**TASK INSTRUCTIONS:**
Beneath this instruction is a block of data; output from it exactly the lines that run from the one containing "Target: knitted texture" through the one containing "Target: umbrella rib", inclusive.

**PROVIDED DATA:**
◇ ◇ ◇ ◇ ◇ ◇ ◇
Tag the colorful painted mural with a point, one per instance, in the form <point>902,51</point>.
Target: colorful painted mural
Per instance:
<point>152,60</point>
◇ ◇ ◇ ◇ ◇ ◇ ◇
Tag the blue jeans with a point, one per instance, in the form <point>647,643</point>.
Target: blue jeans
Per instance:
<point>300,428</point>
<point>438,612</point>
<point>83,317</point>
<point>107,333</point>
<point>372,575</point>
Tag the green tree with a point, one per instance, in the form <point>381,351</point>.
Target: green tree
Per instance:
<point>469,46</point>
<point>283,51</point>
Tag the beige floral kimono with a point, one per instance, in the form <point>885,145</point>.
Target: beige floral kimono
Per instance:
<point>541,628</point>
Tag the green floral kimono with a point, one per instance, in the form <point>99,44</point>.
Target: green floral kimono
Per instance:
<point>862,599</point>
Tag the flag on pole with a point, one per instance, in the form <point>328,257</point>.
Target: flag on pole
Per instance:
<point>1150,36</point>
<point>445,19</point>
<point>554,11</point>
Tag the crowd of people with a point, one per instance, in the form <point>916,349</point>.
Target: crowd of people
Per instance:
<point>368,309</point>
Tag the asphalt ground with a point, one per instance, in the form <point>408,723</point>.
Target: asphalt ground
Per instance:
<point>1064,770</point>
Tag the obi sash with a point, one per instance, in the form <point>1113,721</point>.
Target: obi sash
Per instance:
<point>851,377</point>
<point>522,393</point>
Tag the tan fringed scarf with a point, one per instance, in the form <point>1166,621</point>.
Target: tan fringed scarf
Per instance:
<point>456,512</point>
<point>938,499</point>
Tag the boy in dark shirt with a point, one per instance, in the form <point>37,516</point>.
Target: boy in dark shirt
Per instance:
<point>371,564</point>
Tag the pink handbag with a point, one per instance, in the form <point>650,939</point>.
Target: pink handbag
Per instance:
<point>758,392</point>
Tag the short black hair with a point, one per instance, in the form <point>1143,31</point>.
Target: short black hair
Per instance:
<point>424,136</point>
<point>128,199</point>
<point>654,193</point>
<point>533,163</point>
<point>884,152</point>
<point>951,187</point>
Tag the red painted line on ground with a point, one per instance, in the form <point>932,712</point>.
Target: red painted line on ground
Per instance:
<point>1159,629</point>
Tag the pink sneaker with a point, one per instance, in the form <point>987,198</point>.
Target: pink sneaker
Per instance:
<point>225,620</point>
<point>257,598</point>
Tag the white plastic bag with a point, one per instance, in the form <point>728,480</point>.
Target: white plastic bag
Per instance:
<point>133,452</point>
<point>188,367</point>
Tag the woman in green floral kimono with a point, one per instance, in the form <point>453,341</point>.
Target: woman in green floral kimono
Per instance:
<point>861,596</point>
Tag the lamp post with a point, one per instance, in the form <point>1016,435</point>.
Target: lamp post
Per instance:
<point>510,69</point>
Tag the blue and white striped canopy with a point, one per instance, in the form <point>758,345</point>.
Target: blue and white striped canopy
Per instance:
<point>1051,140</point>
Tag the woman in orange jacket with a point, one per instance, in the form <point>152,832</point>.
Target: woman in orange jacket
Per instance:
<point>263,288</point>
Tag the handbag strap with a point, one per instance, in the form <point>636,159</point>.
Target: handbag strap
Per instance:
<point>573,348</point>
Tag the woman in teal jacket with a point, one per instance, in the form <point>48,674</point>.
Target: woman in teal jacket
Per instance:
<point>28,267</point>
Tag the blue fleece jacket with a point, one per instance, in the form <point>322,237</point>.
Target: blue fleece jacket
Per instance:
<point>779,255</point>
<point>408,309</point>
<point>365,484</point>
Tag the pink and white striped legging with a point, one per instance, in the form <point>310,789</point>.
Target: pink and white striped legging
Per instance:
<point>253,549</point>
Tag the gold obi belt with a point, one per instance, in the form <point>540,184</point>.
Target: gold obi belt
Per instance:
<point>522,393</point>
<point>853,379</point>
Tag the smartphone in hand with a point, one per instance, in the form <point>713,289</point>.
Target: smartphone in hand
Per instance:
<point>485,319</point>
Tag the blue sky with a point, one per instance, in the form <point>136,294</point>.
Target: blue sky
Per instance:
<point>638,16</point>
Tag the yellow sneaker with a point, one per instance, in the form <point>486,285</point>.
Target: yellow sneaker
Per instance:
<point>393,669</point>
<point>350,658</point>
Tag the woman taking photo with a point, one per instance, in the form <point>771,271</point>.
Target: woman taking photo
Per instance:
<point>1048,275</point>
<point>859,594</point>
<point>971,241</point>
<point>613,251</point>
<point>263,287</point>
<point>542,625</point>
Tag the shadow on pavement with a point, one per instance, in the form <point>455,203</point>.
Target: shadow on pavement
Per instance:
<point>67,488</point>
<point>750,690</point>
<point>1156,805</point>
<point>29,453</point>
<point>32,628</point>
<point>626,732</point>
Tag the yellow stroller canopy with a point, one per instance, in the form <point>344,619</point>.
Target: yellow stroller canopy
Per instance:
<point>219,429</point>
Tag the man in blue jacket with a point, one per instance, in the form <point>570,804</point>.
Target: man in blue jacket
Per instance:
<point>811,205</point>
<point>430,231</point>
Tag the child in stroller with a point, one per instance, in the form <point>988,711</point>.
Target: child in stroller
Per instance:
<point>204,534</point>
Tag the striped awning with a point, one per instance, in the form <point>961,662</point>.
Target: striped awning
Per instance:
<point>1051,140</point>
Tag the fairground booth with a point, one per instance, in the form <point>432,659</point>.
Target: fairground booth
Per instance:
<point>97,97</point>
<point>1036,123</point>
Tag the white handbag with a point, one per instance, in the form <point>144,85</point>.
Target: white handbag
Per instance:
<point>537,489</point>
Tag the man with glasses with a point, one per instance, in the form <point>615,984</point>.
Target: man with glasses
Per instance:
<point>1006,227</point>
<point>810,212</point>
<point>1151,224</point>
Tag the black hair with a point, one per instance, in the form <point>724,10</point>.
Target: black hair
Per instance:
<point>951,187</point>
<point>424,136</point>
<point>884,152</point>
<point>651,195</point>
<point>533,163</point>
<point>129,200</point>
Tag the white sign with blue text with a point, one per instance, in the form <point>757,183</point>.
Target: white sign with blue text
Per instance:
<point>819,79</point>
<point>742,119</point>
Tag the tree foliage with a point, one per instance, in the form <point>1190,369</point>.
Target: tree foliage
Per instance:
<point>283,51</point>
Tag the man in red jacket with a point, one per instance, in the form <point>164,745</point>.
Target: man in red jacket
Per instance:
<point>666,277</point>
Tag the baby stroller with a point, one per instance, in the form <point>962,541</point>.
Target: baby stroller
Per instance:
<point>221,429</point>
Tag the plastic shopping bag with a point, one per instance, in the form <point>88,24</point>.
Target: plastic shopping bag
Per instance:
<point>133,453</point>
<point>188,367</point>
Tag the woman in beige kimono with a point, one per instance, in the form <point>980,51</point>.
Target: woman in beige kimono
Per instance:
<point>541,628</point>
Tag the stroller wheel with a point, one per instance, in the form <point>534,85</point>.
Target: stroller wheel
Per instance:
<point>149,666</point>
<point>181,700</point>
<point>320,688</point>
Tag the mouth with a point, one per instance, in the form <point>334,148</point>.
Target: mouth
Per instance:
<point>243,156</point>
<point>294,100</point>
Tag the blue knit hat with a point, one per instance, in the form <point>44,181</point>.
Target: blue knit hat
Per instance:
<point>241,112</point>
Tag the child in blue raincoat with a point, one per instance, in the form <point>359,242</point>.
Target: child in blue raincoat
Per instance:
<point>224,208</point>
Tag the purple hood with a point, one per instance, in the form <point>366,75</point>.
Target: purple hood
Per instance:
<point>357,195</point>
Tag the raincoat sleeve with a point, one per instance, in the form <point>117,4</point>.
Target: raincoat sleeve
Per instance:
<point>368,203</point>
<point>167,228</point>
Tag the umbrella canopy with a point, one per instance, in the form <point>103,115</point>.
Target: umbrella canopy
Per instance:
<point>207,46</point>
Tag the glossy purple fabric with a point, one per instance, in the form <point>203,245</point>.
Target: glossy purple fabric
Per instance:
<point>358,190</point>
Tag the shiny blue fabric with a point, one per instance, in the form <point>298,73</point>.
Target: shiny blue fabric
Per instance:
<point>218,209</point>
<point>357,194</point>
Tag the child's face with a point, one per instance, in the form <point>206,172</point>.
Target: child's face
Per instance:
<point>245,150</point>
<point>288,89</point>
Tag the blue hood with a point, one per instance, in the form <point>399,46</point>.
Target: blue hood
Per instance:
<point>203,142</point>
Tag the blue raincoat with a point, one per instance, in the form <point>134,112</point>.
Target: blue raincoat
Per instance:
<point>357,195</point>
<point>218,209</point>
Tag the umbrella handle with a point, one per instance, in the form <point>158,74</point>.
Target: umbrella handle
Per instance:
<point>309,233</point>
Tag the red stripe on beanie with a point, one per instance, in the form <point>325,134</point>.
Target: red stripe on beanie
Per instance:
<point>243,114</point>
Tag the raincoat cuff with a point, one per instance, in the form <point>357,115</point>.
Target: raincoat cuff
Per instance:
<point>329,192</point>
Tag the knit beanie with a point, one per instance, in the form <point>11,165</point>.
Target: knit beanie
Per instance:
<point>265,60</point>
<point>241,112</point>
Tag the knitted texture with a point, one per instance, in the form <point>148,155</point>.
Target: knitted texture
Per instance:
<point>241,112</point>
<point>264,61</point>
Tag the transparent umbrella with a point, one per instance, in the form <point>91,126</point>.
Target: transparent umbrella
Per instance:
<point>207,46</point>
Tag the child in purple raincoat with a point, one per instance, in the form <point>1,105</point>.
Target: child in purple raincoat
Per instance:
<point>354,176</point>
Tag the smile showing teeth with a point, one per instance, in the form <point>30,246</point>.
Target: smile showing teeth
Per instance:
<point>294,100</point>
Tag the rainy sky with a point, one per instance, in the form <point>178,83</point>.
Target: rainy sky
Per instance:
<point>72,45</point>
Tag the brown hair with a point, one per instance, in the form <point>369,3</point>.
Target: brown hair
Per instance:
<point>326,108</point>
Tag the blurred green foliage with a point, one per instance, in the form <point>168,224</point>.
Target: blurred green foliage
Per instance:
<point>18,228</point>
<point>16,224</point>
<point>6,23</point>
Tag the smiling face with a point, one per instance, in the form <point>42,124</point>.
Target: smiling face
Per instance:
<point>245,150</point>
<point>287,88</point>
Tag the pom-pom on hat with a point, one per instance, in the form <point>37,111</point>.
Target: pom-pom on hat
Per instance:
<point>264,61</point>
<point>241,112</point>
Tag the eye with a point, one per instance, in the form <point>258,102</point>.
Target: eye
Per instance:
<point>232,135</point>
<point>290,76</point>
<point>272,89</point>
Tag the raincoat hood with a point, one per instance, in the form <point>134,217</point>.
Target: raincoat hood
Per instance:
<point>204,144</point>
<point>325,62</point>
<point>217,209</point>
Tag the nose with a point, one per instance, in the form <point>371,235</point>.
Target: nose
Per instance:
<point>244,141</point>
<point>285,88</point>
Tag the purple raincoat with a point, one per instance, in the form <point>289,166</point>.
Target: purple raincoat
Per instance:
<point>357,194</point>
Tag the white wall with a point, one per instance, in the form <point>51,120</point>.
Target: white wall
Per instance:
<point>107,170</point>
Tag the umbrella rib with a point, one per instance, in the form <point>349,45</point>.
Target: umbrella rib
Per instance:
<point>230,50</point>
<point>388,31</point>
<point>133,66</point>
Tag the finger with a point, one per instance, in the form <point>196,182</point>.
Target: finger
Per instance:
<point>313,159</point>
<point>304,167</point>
◇ ◇ ◇ ◇ ◇ ◇ ◇
**YOUR RESPONSE:**
Target: knitted texture
Per instance:
<point>241,112</point>
<point>264,61</point>
Tag the transparent umbrella with a point, one per instance, in the form <point>91,126</point>.
Target: transparent umbrella
Per instance:
<point>207,46</point>
Tag the child in purple raincoat with a point, one per instance, in the form <point>1,105</point>.
Target: child in purple raincoat
Per instance:
<point>354,176</point>
Tag the smile showing teeth with a point, one per instance, in the form <point>30,246</point>.
Target: smile showing teeth
Per instance:
<point>294,100</point>
Tag the rainy sky with a point, one per instance, in the form <point>178,83</point>.
Target: rainy sky
Per instance:
<point>72,45</point>
Tag the brown hair with a point, one per instance, in the form <point>369,3</point>.
Target: brown hair
Per instance:
<point>326,108</point>
Tag the blurred green foliage with a point, one per instance, in the form <point>168,224</point>.
Target: blurred green foliage
Per instance:
<point>18,228</point>
<point>16,224</point>
<point>6,23</point>
Tag the smiling face with a point, one per instance, in the form <point>42,124</point>.
Target: smiling face
Per instance:
<point>245,150</point>
<point>287,88</point>
Tag the pom-pom on hat with a point, one per instance, in the form <point>37,111</point>.
Target: pom-pom on hat
Per instance:
<point>264,61</point>
<point>241,112</point>
Tag the eye with a point, one per instance, in the form <point>258,102</point>.
Target: eye
Per instance:
<point>232,135</point>
<point>290,76</point>
<point>272,89</point>
Tag the raincoat hood with a point, one per instance, in the form <point>134,217</point>.
Target: raincoat hood
Per instance:
<point>204,144</point>
<point>325,62</point>
<point>217,209</point>
Tag the nose with a point, one per instance, in the form <point>371,235</point>.
Target: nose
Per instance:
<point>244,141</point>
<point>285,88</point>
Tag the purple raincoat with a point, one per instance, in the form <point>289,166</point>.
Target: purple raincoat
Per instance:
<point>357,194</point>
Tag the white wall with a point, one per instance, in the form <point>51,120</point>.
Target: white wall
Per instance:
<point>107,170</point>
Tag the umbrella rib with a point, one per instance, in the form <point>349,45</point>.
Target: umbrella rib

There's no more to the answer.